Task item: Once the lines below holding the string "woman" are counted, give that number alone.

(Saved entries)
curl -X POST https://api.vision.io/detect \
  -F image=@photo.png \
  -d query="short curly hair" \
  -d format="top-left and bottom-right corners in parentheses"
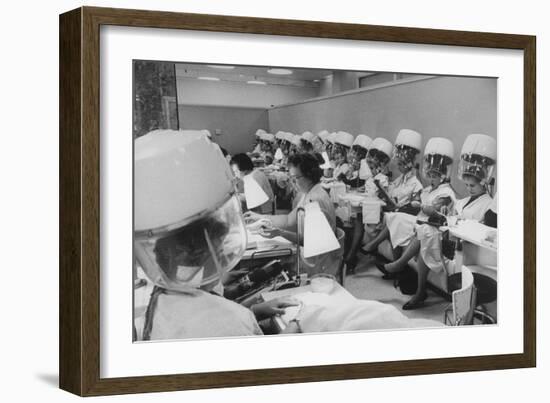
top-left (287, 153), bottom-right (323, 184)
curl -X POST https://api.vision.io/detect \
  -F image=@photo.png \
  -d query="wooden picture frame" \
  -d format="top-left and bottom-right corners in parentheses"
top-left (59, 6), bottom-right (536, 396)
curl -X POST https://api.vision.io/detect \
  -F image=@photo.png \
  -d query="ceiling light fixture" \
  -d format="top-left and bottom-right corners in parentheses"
top-left (207, 65), bottom-right (235, 69)
top-left (267, 68), bottom-right (293, 75)
top-left (247, 80), bottom-right (267, 85)
top-left (197, 76), bottom-right (220, 81)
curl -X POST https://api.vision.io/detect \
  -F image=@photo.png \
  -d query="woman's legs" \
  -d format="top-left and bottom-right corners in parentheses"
top-left (344, 214), bottom-right (366, 272)
top-left (362, 225), bottom-right (389, 253)
top-left (385, 238), bottom-right (420, 273)
top-left (402, 254), bottom-right (430, 310)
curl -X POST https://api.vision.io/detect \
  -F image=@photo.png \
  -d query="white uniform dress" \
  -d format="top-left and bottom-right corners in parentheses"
top-left (417, 192), bottom-right (492, 273)
top-left (454, 193), bottom-right (493, 221)
top-left (386, 183), bottom-right (455, 248)
top-left (387, 170), bottom-right (423, 207)
top-left (147, 290), bottom-right (263, 340)
top-left (364, 172), bottom-right (389, 197)
top-left (332, 162), bottom-right (350, 180)
top-left (362, 171), bottom-right (390, 240)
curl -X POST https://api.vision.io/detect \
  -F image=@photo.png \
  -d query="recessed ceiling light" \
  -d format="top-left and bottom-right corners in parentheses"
top-left (313, 79), bottom-right (320, 82)
top-left (247, 80), bottom-right (267, 85)
top-left (267, 68), bottom-right (293, 75)
top-left (197, 76), bottom-right (220, 81)
top-left (207, 65), bottom-right (235, 69)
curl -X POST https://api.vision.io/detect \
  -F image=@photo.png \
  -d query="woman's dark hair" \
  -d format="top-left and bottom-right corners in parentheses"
top-left (288, 153), bottom-right (323, 184)
top-left (368, 149), bottom-right (389, 166)
top-left (351, 145), bottom-right (367, 160)
top-left (312, 152), bottom-right (325, 165)
top-left (230, 153), bottom-right (254, 172)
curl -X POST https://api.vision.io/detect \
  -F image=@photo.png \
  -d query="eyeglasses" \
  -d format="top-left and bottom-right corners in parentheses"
top-left (289, 174), bottom-right (304, 181)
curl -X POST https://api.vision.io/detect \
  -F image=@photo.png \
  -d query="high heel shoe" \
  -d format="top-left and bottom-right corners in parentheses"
top-left (374, 262), bottom-right (389, 276)
top-left (375, 262), bottom-right (402, 280)
top-left (402, 292), bottom-right (428, 310)
top-left (345, 256), bottom-right (358, 274)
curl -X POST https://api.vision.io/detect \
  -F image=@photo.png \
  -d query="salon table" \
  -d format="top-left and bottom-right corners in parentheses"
top-left (242, 229), bottom-right (296, 261)
top-left (445, 220), bottom-right (497, 280)
top-left (445, 220), bottom-right (498, 322)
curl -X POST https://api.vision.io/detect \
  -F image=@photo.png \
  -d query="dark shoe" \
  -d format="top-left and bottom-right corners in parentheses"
top-left (374, 262), bottom-right (389, 276)
top-left (402, 292), bottom-right (428, 310)
top-left (382, 271), bottom-right (401, 280)
top-left (345, 256), bottom-right (358, 274)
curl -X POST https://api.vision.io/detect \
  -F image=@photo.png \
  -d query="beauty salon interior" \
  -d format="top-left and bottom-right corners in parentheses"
top-left (133, 61), bottom-right (498, 341)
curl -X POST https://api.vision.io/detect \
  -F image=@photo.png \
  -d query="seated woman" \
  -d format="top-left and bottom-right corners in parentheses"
top-left (339, 134), bottom-right (372, 189)
top-left (273, 131), bottom-right (286, 163)
top-left (259, 132), bottom-right (275, 162)
top-left (230, 153), bottom-right (275, 214)
top-left (336, 135), bottom-right (372, 272)
top-left (403, 133), bottom-right (496, 310)
top-left (359, 137), bottom-right (393, 256)
top-left (385, 130), bottom-right (423, 209)
top-left (250, 129), bottom-right (266, 156)
top-left (363, 137), bottom-right (393, 196)
top-left (332, 131), bottom-right (354, 181)
top-left (331, 148), bottom-right (350, 181)
top-left (300, 131), bottom-right (322, 154)
top-left (363, 137), bottom-right (456, 278)
top-left (244, 153), bottom-right (341, 277)
top-left (322, 132), bottom-right (338, 179)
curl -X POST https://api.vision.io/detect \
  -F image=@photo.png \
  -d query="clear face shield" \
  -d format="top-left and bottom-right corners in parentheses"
top-left (367, 149), bottom-right (389, 173)
top-left (350, 146), bottom-right (366, 170)
top-left (333, 144), bottom-right (349, 164)
top-left (134, 195), bottom-right (246, 294)
top-left (300, 139), bottom-right (314, 152)
top-left (392, 145), bottom-right (418, 171)
top-left (458, 154), bottom-right (495, 184)
top-left (422, 154), bottom-right (452, 180)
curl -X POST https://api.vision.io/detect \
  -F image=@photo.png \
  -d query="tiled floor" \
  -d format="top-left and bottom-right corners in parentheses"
top-left (343, 254), bottom-right (448, 324)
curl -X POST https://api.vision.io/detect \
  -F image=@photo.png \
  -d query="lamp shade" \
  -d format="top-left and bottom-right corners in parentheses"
top-left (243, 174), bottom-right (269, 209)
top-left (274, 148), bottom-right (284, 160)
top-left (302, 202), bottom-right (340, 258)
top-left (320, 151), bottom-right (332, 169)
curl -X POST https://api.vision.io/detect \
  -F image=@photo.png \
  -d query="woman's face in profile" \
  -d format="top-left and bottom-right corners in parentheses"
top-left (396, 159), bottom-right (410, 174)
top-left (334, 151), bottom-right (345, 165)
top-left (289, 165), bottom-right (308, 193)
top-left (426, 170), bottom-right (443, 188)
top-left (463, 175), bottom-right (484, 196)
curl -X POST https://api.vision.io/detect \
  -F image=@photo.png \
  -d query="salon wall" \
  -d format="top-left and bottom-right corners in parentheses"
top-left (268, 76), bottom-right (497, 197)
top-left (177, 78), bottom-right (319, 108)
top-left (178, 105), bottom-right (268, 154)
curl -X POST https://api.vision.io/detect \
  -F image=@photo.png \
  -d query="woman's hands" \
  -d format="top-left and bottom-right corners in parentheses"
top-left (258, 227), bottom-right (282, 239)
top-left (251, 297), bottom-right (300, 320)
top-left (422, 205), bottom-right (437, 216)
top-left (243, 211), bottom-right (264, 223)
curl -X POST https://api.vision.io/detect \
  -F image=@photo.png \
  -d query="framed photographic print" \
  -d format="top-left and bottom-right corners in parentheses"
top-left (59, 6), bottom-right (536, 396)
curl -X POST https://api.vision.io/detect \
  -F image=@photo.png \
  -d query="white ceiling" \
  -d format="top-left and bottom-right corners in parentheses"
top-left (175, 63), bottom-right (373, 87)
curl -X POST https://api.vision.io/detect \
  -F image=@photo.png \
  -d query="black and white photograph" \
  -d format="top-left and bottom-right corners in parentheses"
top-left (133, 60), bottom-right (498, 342)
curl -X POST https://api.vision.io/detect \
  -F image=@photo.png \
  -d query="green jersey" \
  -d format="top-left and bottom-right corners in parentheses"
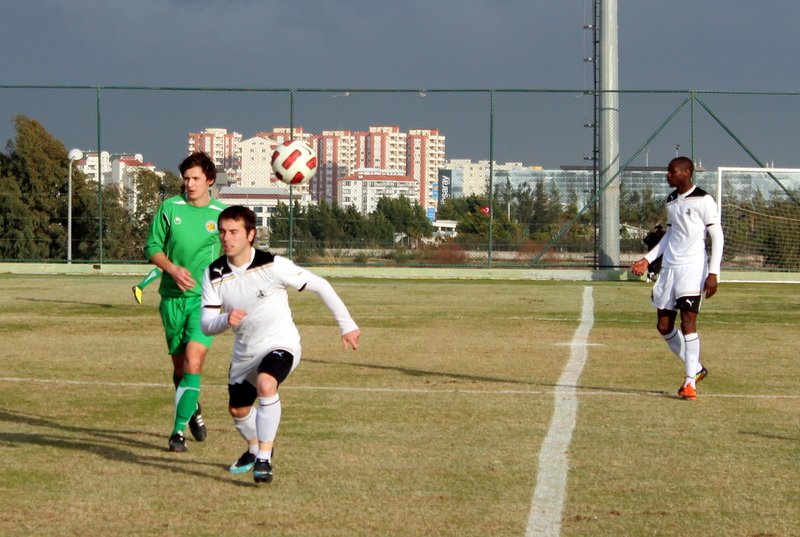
top-left (144, 194), bottom-right (227, 298)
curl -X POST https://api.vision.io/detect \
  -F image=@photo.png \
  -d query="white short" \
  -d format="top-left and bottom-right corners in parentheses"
top-left (651, 264), bottom-right (707, 311)
top-left (228, 344), bottom-right (302, 386)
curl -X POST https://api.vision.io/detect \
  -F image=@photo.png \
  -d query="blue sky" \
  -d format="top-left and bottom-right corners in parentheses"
top-left (2, 1), bottom-right (798, 169)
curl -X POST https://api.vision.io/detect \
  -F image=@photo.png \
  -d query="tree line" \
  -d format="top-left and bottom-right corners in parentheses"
top-left (6, 114), bottom-right (793, 267)
top-left (0, 115), bottom-right (181, 261)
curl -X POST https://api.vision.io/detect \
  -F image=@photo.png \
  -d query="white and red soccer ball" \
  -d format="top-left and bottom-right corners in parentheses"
top-left (271, 139), bottom-right (317, 185)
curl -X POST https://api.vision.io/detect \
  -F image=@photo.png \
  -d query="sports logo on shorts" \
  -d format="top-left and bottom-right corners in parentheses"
top-left (256, 290), bottom-right (266, 299)
top-left (206, 221), bottom-right (218, 233)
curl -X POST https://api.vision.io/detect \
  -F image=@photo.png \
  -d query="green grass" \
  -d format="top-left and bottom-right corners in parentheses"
top-left (0, 274), bottom-right (797, 537)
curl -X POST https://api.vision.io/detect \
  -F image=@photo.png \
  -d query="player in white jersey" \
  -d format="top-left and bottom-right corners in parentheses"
top-left (631, 157), bottom-right (724, 400)
top-left (201, 206), bottom-right (360, 483)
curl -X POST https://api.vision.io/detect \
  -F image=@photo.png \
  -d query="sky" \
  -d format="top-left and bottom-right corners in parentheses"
top-left (2, 0), bottom-right (799, 170)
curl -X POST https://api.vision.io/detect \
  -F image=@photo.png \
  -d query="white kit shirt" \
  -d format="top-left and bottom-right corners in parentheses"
top-left (201, 249), bottom-right (358, 362)
top-left (647, 186), bottom-right (724, 274)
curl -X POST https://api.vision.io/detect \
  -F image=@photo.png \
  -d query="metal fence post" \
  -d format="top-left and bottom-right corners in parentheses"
top-left (487, 90), bottom-right (495, 268)
top-left (96, 87), bottom-right (104, 264)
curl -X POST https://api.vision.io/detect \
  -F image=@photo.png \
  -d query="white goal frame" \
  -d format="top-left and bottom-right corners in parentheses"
top-left (716, 166), bottom-right (800, 282)
top-left (716, 166), bottom-right (800, 213)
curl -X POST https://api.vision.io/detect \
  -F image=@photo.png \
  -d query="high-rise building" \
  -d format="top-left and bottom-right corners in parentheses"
top-left (355, 126), bottom-right (407, 171)
top-left (336, 169), bottom-right (418, 215)
top-left (407, 129), bottom-right (446, 218)
top-left (315, 130), bottom-right (355, 203)
top-left (75, 151), bottom-right (112, 184)
top-left (111, 155), bottom-right (158, 213)
top-left (188, 125), bottom-right (446, 215)
top-left (239, 135), bottom-right (277, 187)
top-left (187, 128), bottom-right (242, 182)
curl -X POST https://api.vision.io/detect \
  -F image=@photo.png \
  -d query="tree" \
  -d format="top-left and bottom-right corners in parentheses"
top-left (5, 115), bottom-right (72, 259)
top-left (134, 170), bottom-right (182, 228)
top-left (365, 211), bottom-right (394, 246)
top-left (307, 200), bottom-right (344, 248)
top-left (0, 174), bottom-right (39, 258)
top-left (374, 196), bottom-right (433, 240)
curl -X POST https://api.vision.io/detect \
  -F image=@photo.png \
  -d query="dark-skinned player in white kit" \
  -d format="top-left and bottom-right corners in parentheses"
top-left (631, 156), bottom-right (724, 400)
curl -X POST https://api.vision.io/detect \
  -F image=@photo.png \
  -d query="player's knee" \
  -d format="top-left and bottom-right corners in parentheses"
top-left (256, 374), bottom-right (279, 397)
top-left (256, 350), bottom-right (293, 393)
top-left (228, 405), bottom-right (251, 419)
top-left (656, 320), bottom-right (672, 335)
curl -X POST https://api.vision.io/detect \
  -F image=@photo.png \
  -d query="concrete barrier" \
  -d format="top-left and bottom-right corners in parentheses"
top-left (0, 262), bottom-right (796, 282)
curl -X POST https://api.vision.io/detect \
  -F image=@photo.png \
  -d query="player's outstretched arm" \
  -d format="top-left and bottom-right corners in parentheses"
top-left (301, 273), bottom-right (360, 340)
top-left (342, 329), bottom-right (360, 351)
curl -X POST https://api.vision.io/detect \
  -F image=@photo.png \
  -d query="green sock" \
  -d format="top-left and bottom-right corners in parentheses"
top-left (138, 267), bottom-right (161, 290)
top-left (173, 373), bottom-right (201, 435)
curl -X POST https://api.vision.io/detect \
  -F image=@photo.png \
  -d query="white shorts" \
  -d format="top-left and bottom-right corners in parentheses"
top-left (228, 344), bottom-right (302, 386)
top-left (651, 264), bottom-right (707, 311)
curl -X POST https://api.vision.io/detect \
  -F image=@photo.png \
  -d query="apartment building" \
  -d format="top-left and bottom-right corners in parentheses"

Output for this exercise: 5